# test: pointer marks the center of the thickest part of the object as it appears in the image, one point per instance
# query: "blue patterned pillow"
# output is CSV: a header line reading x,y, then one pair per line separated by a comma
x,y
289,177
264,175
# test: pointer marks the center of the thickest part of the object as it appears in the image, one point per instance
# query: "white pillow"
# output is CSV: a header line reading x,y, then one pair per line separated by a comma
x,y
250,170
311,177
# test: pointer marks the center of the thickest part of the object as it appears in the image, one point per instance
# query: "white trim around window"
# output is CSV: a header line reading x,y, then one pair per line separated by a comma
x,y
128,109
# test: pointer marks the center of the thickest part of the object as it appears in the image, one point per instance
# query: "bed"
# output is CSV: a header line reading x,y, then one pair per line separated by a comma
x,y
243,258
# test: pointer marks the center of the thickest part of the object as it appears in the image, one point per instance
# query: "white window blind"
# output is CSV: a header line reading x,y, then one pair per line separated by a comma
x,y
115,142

_Exercise:_
Keeping every word and mark as it is, print the entries above.

_Written reply:_
# test: pointer marks the center of the thickest part of the object as it appears in the image, one point per instance
# query: "blue patterned pillow"
# output is CSV: a header line reading x,y, then one pair per line separated by a comma
x,y
289,177
264,175
# test: pointer marks the center of the thickest part of the object as it appears in the image, one point per instance
# query: "white pillow"
# output is CSV: a header line reading x,y, then one pair per line separated by a comma
x,y
250,170
311,177
# test: pointer marks the center of the thickest part of the object as it appears in the image, one point per instance
# query: "white trim around window"
# output is CSV: a header line reading x,y, then one pair per line separated by a comma
x,y
128,109
# test: pointer marks the center of the thickest part of the object as it appears in the image, one point per instance
# query: "bed"
# output is CSV: a header line reading x,y, then one pair per line separated by a comma
x,y
243,258
# test: pointer marks the center of the thickest part of the object as it appears in the image, one point per instance
# query: "white window blind"
# output is CSV: a header line reading x,y, then one pair per line separated by a comma
x,y
115,142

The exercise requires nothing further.